## TO DO
Which lines of the rows below contain the word "leaf"? Copy each of those lines, treating case as significant.
— begin INFORMATION PROVIDED —
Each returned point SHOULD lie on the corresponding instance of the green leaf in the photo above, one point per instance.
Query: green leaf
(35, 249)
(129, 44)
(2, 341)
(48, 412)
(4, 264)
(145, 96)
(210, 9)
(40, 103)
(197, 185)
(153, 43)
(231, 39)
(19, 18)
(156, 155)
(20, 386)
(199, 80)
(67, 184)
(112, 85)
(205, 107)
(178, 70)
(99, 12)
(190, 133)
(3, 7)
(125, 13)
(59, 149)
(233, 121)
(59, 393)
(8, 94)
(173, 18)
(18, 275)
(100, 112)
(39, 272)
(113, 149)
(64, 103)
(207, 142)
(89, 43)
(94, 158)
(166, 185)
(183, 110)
— end INFORMATION PROVIDED —
## ANSWER FOR THIS EXERCISE
Each returned point SHOULD lie on the corresponding instance of the green leaf in the photo above, one point per instance.
Query: green leaf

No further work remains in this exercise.